◆ Exercise task ◆
Lay out every line of the items below as a numbered list, and leave out any blank lines.

Items listed in a dataset

"""

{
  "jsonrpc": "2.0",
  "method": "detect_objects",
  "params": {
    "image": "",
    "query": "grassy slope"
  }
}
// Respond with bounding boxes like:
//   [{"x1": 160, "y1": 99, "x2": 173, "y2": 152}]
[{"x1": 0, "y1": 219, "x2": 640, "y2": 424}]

"""

◆ Solution ◆
1. {
2.   "jsonrpc": "2.0",
3.   "method": "detect_objects",
4.   "params": {
5.     "image": "",
6.     "query": "grassy slope"
7.   }
8. }
9. // Respond with bounding boxes like:
10. //   [{"x1": 160, "y1": 99, "x2": 173, "y2": 152}]
11. [{"x1": 0, "y1": 219, "x2": 640, "y2": 424}]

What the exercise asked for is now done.